Treason
Article III § 3 of the US Constitution defines treason and specifies the evidentiary requirements for any treason
trial. The founding fathers wanted to ensure that the government would not charge an individual with treason
without significant and reliable proof. Treason was punishable by death in England, so it was a constant threat to
anyone who disagreed with the ruling party. Although the treason clause in the Constitution is modeled after the
early English law defining treason, it omits a section that criminalized “imagining the death of the King” and also
limits Congress’s authority to extend or expand the crime of treason or to lighten the evidentiary requirements.
The pertinent section of the Constitution states, “Treason against the United States shall consist only in levying
War against them, or, in adhering to their Enemies, giving them Aid and Comfort. No Person shall be convicted
of Treason unless on the Testimony of two Witnesses to the same overt Act, or on Confession in open Court.”
Treason Elements and Grading
The criminal act element required for treason is levying war against the United States or adhering to the enemy
by giving aid and comfort (18 U.S.C. § 2381, 2011). Prosecutions for treason are practically nonexistent, so
case law in this area is dated, yet still constitutes viable precedent. In U.S. v. Burr, 25 F Cas 55 (1807), a case
involving then-vice president Aaron Burr’s prosecution for treason, the US Supreme Court held that levying war
means an actual assembling of men, not a conspiracy to levy war, nor a mere enlistment of men. In Haupt v.

# Dataset content
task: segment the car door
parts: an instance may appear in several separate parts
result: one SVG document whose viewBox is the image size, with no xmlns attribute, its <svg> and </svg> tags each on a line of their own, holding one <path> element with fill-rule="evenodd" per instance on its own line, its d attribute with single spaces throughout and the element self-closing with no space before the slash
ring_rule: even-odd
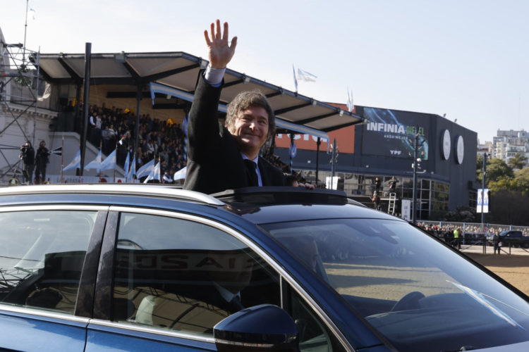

# Given task A
Transcribe the part of the treason passage that opens with the words containing "Treason Elements and" and closes with "In Haupt v.".
# Given task B
Answer these questions using the treason passage:
(i) Which article and section of the US Constitution defines treason?
(ii) Which section of early English law is omitted from the Constitution's treason clause?
(iii) In which case did the US Supreme Court hold that levying war means an actual assembling of men?
# Given task C
Write the next part of the treason passage, continuing from the point where it stops.

# Response A
Treason Elements and Grading
The criminal act element required for treason is levying war against the United States or adhering to the enemy
by giving aid and comfort (18 U.S.C. § 2381, 2011). Prosecutions for treason are practically nonexistent, so
case law in this area is dated, yet still constitutes viable precedent. In U.S. v. Burr, 25 F Cas 55 (1807), a case
involving then-vice president Aaron Burr’s prosecution for treason, the US Supreme Court held that levying war
means an actual assembling of men, not a conspiracy to levy war, nor a mere enlistment of men. In Haupt v.

# Response B
(i) Article III § 3.
(ii) The section that criminalized "imagining the death of the King."
(iii) U.S. v. Burr, 25 F Cas 55 (1807).

# Response C
U.S., 330 U.S. 631 (1947), the US Supreme Court held that the defendant’s acts of harboring and sheltering his
son in his home, helping him to purchase an automobile, and obtain employment constituted providing aid and
comfort to the enemy because the defendant’s son was a spy and saboteur. The criminal intent element required
for treason is most likely the general intent or knowingly to commit an act of levying war or the specific intent
or purposely to betray the United States by giving aid and comfort to enemies (Cramer v. U.S., 1945). The
Constitution specifies the evidentiary requirements that two witnesses testify to an overt act of treason or that the
defendant confess in open court, although this is not set forth in the federal treason statute (18 U.S.C., 2011).
As stated in Cramer v. U.S., 325 U.S. 1, 34, 35 (1945), “Every act, movement, deed, and word of the defendant
charged to constitute treason must be supported by the testimony of two witnesses,” and it is not enough that the
elements of treason can be inferred from the witness statements. Treason is graded as a felony that can merit the
death penalty or prohibit the defendant from ever holding federal office (18 U.S.C. § 2381, 2011).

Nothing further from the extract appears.